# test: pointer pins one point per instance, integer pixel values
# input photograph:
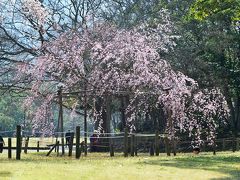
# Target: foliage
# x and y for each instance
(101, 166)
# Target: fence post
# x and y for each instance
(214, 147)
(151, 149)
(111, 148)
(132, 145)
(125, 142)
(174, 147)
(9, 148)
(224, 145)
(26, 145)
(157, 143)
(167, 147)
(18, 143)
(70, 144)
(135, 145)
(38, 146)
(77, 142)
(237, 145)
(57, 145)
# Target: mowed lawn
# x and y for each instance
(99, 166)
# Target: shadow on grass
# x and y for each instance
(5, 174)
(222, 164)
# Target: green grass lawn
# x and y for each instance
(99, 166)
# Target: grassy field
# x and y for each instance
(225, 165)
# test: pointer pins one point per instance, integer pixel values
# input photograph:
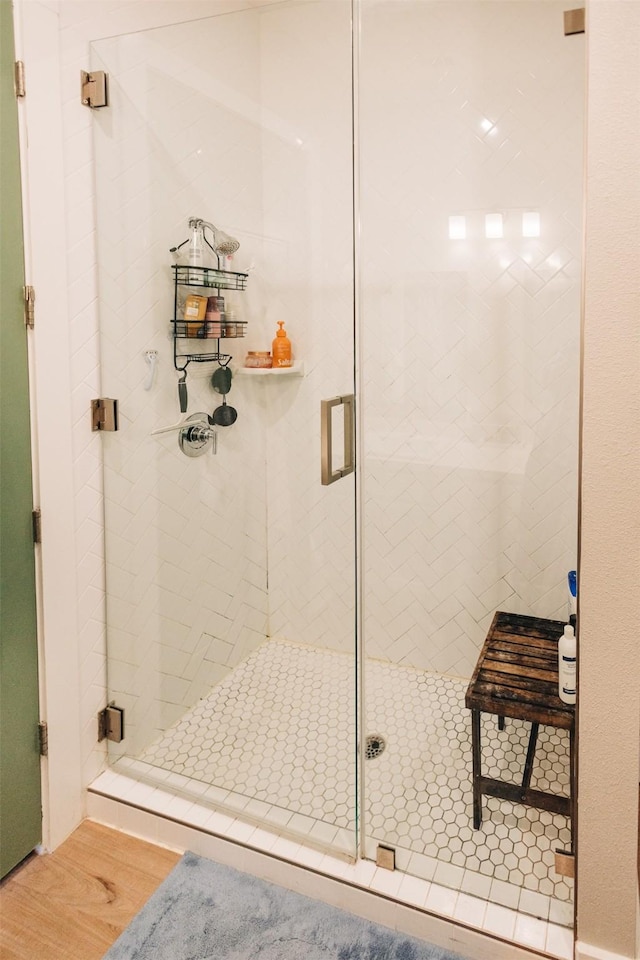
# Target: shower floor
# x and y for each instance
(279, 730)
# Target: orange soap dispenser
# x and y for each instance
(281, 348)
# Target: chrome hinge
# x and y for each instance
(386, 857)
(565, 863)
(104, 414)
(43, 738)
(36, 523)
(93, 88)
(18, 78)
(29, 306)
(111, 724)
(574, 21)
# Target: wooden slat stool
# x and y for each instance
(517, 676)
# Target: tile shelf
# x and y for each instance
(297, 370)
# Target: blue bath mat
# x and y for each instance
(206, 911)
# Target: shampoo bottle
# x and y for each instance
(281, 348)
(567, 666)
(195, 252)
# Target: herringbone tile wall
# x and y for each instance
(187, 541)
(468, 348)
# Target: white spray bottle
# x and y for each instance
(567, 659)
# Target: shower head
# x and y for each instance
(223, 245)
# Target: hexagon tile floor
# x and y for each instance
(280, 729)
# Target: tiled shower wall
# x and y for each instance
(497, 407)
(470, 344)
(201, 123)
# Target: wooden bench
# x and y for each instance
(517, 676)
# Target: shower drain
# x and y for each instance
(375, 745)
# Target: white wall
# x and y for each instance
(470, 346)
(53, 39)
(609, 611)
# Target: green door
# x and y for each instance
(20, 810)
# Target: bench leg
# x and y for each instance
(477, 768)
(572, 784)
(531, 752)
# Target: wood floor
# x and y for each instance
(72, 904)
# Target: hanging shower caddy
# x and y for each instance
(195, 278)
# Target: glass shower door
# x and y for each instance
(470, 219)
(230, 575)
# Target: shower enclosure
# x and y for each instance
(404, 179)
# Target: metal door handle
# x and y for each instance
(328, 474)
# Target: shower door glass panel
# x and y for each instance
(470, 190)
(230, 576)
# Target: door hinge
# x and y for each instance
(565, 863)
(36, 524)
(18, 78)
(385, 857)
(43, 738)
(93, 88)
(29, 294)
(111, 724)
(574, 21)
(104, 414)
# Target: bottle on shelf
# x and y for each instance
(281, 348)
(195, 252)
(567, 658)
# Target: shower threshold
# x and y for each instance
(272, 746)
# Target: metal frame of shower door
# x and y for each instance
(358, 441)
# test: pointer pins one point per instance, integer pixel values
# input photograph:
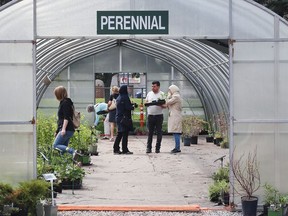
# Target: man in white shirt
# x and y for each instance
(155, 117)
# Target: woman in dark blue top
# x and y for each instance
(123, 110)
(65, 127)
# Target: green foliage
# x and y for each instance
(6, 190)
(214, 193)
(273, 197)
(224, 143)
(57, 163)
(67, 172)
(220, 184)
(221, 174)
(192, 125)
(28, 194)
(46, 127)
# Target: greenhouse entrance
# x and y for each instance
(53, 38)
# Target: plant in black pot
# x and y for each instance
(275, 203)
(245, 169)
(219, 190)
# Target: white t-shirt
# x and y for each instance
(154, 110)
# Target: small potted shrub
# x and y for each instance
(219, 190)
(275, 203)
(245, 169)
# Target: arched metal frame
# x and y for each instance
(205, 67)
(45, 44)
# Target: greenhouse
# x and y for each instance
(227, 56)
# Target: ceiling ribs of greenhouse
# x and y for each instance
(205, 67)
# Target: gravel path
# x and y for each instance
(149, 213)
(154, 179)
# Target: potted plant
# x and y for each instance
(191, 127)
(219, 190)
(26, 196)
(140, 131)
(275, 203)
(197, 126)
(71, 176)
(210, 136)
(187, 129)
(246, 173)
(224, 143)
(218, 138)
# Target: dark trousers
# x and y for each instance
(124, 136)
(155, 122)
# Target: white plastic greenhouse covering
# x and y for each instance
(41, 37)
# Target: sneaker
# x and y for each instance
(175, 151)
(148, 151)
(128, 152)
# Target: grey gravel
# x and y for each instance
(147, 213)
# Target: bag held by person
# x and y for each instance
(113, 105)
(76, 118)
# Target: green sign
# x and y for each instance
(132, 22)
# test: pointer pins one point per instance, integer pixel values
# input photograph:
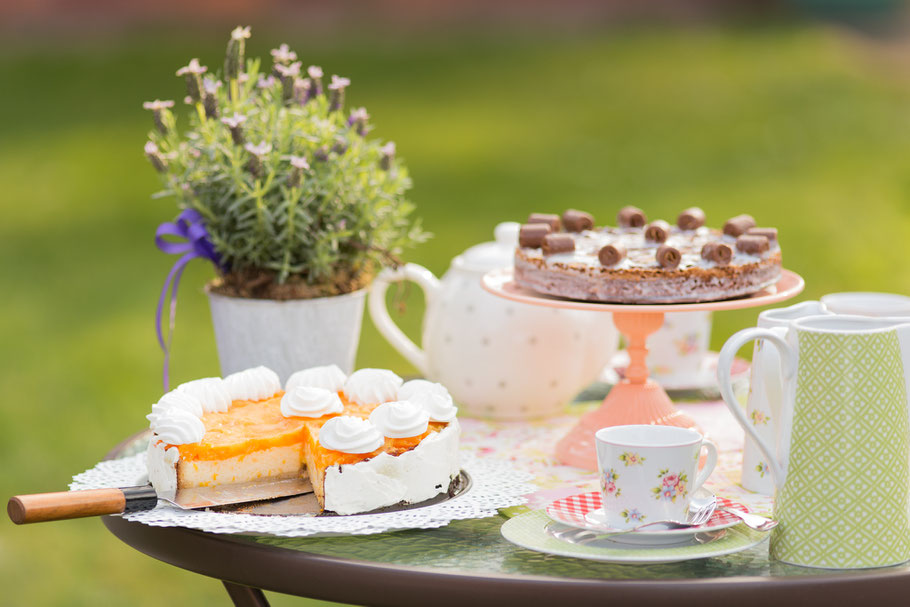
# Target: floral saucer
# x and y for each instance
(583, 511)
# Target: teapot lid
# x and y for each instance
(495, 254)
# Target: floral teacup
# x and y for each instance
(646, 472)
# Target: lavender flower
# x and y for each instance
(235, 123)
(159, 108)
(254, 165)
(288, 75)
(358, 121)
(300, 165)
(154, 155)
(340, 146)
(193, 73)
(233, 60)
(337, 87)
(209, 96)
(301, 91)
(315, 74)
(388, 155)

▬▬▬

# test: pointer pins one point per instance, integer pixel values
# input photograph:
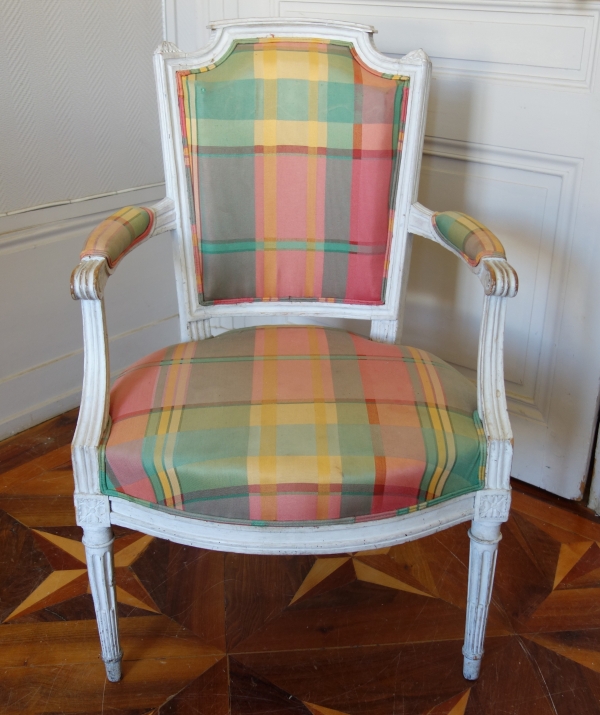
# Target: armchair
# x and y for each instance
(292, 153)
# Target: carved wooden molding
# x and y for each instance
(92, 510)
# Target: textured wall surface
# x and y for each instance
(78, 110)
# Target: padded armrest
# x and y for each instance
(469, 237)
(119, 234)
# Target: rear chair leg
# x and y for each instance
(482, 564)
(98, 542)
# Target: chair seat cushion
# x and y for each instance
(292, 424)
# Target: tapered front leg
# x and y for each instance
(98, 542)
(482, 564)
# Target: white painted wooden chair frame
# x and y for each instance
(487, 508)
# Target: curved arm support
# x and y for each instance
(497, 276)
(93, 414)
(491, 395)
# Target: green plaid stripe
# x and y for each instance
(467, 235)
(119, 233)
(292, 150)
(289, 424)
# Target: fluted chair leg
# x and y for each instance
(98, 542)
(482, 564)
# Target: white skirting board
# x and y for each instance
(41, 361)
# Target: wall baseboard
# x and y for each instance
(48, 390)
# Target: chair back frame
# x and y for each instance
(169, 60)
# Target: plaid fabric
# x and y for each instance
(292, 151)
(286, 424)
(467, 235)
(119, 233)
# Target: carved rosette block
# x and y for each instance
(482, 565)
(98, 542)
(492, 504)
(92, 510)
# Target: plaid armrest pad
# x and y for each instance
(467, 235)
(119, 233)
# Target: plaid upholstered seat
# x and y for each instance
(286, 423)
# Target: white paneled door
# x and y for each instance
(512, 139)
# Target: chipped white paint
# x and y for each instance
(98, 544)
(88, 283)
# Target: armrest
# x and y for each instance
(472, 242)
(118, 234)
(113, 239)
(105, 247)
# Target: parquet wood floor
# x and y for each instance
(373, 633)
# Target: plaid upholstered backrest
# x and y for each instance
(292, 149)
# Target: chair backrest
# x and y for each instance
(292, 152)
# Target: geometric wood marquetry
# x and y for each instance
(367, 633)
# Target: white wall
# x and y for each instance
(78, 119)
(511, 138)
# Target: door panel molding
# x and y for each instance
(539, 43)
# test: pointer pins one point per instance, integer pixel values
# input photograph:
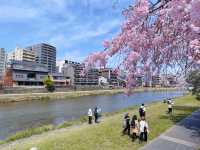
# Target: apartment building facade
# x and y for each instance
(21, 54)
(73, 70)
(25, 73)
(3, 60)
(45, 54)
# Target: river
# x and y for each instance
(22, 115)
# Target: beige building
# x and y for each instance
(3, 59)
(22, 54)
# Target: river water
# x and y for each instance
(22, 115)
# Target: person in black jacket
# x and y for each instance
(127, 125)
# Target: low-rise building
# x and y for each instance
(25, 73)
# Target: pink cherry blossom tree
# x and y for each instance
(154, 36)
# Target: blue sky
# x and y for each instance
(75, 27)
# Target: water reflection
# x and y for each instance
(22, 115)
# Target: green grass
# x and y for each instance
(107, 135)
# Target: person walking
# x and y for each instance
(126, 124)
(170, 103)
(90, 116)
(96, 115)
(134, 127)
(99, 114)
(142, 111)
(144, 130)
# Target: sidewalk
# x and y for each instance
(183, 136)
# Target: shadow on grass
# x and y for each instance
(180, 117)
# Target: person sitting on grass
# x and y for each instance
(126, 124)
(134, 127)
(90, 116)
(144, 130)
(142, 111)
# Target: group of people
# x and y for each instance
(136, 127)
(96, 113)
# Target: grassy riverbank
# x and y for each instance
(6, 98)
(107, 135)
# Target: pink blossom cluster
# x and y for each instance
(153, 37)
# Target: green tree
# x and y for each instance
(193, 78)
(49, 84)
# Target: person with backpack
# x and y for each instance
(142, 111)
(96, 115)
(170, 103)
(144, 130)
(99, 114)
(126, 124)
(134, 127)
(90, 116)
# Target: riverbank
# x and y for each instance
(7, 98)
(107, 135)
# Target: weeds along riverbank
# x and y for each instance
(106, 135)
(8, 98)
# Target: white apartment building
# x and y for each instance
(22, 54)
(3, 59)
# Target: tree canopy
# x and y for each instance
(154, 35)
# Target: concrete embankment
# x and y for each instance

▬▬▬

■ **WHAT TO WORK ON**
Lines containing the string "door" are the ones to copy from the entries above.

■ **EXERCISE OUTPUT**
# Target: green door
# Target: glass shower door
# Target: metal door handle
# Target: shower door glass panel
# Target: door hinge
# Target: metal frame of shower door
# Target: white paneled door
# Target: door panel molding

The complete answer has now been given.